***** TEXTAUSZUG *****

# Dateien vom Windows-Explorer zum Programm senden



## RedFox (7. Mrz 2011)

Moin,

ich hab ein Programm geschrieben mit dem ich Dateien Multiplizieren/Kopieren/usw. kann.
Jetzt will ich Dateien im Windows-Explorer Makieren und die mit rechtsklick mit meinem Programm öffnen und die jeweiligen Aktionen ausführen, dabei läuft das Programm, also es darf kein neues Programm geöffnet werden, sondern beim geöffneten Programm die Dateien eingefügt werden, ählich wie ein Download-Manager mit Links, nur halt mit Dateien/Ordnern vom Windows-Explorer, weiß einer wie man das lösen kann?

Ich wiederhole nochmal: Das Programm läuft bereits, und darf nicht erneut geöffnet werden. Ich hab vielleicht gedacht ein art Programm zu schreiben, das die Dateien weiter leitet zu mein anderes Programm...

Bin schlecht im erklären, hab euch hoffentlich nicht verwirrt ^^

MFG RedFox


----------



## Dit_ (7. Mrz 2011)

Hi,

da muss doch das java-Programm tief im System integriert sein oder?

würde mich auch sehr interessieren ob sowas nur mit Java geht, wenn nicht dann einfach andere Sprache zu Hilfe nehmen oder in deinem Programm einen eigenen Explorer implementieren 

gruß


----------



## Andi_CH (7. Mrz 2011)

Wenn ich es richtig verstanden haben möchtest du im Kontextmenue -> senden an Dein Programm sehen.
Worauf dein Programm auf "magische" Art und Weise erfährt, dass es die entsprechende Datei zu lesen hat.

Stimmt das soweit? (Wenn ja, bin ich sehr gespannt auf die Antworten weil es mich auch interessiert)

*****

§ **ANWEISUNG A**
Geben Sie die Stelle im Textauszug von „Wenn ich es“ bis „mich auch interessiert)“ wortgetreu wieder.
§ **ANWEISUNG B**
Erläutern Sie anhand des Textauszugs, weshalb Andi_CH gespannt auf die Antworten ist, falls er die Frage richtig verstanden hat.
Für die Bearbeitung dient allein der Textauszug als Grundlage.

***** ANGEZEIGTE DATEN *****

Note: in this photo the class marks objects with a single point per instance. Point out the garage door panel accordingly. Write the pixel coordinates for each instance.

*****

§ **ANTWORT A**
Wenn ich es richtig verstanden haben möchtest du im Kontextmenue -> senden an Dein Programm sehen.
Worauf dein Programm auf "magische" Art und Weise erfährt, dass es die entsprechende Datei zu lesen hat.

Stimmt das soweit? (Wenn ja, bin ich sehr gespannt auf die Antworten weil es mich auch interessiert)

§ **ANTWORT B**
Andi_CH ist gespannt auf die Antworten, weil ihn das Thema ebenfalls interessiert. Das gilt, sofern seine Deutung stimmt: Das Programm soll im Kontextmenü unter „senden an“ erscheinen und so erfahren, welche Datei es zu lesen hat.